TASK REQUIREMENTS >> Every record must be copied exactly, from first line to last.

Start of Block

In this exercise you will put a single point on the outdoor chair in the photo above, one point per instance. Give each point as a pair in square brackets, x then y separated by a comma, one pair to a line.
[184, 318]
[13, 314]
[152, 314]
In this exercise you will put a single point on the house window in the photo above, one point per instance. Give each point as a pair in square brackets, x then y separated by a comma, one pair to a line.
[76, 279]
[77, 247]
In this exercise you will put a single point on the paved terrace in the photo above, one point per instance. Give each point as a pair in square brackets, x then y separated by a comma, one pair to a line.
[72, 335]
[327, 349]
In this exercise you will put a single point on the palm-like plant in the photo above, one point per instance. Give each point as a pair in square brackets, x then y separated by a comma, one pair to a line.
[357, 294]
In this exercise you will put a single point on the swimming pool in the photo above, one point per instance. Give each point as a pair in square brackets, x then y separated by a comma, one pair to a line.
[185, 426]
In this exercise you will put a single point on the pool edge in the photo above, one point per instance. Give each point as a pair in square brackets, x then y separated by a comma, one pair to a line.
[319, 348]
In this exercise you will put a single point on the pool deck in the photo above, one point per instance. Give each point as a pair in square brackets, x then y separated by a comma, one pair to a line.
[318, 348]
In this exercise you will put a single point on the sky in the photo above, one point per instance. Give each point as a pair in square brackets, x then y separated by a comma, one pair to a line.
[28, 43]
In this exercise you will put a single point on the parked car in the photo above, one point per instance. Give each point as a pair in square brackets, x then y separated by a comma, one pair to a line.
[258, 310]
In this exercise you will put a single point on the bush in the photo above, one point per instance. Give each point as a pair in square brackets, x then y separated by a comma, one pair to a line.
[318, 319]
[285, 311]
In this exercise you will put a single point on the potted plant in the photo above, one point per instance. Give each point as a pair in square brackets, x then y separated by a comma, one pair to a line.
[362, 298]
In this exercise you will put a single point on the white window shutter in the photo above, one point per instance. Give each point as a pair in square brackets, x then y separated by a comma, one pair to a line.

End of Block

EXERCISE OUTPUT >>
In this exercise you will put a single point on the outdoor chair in the photo above, one point per instance. Give each point as a pair in square brackets, x then y separated by a comma, one pair to a line.
[184, 318]
[13, 314]
[152, 314]
In this exercise you will put a single point on the house window in the photo above, one point per instance. Give each point as a pair in square brackets, x then y separated by a comma, one pair to a line.
[76, 279]
[77, 247]
In this exercise you will put a single point on the paved terrace in the photo above, one point per instance. Give each point as a pair in square brackets, x then y separated by a comma, one pair to a line.
[72, 335]
[327, 349]
In this exercise you will put a single point on the palm-like plant in the photo above, one point per instance. Give each point as a pair in square brackets, x then y separated by a comma, one pair to a line.
[357, 294]
In this exercise you will put a single point on the swimming pool in the photo above, one point per instance. Give each point as a pair in square brackets, x then y separated by a comma, one pair to a line.
[185, 426]
In this exercise you will put a single point on the pool edge in the photo above, one point per instance. Give each point as a pair in square brackets, x then y separated by a comma, one pair to a line.
[319, 348]
In this exercise you will put a single point on the pool deck in the photo above, one point per instance. Give each point as a pair in square brackets, x then y separated by a comma, one pair to a line.
[318, 348]
In this exercise you will put a single point on the sky in the photo above, one point per instance. Give each point as a pair in square brackets, x then y separated by a comma, one pair to a line.
[28, 43]
In this exercise you will put a single point on the parked car in the photo above, one point per instance. Give each point as a pair in square brackets, x then y separated by a comma, one pair to a line.
[258, 310]
In this exercise you will put a single point on the bush in the photo above, one point per instance. Give each point as a pair in square brackets, x then y separated by a comma, one pair to a line.
[318, 319]
[285, 311]
In this exercise you will put a single point on the potted plant in the photo above, one point per instance. Give each point as a pair in square brackets, x then y separated by a comma, one pair to a line.
[362, 298]
In this exercise you will put a single point on the white window shutter in the photo above, one point per instance. Give each point as a pair in square brackets, x then y separated by a comma, one pair to a line.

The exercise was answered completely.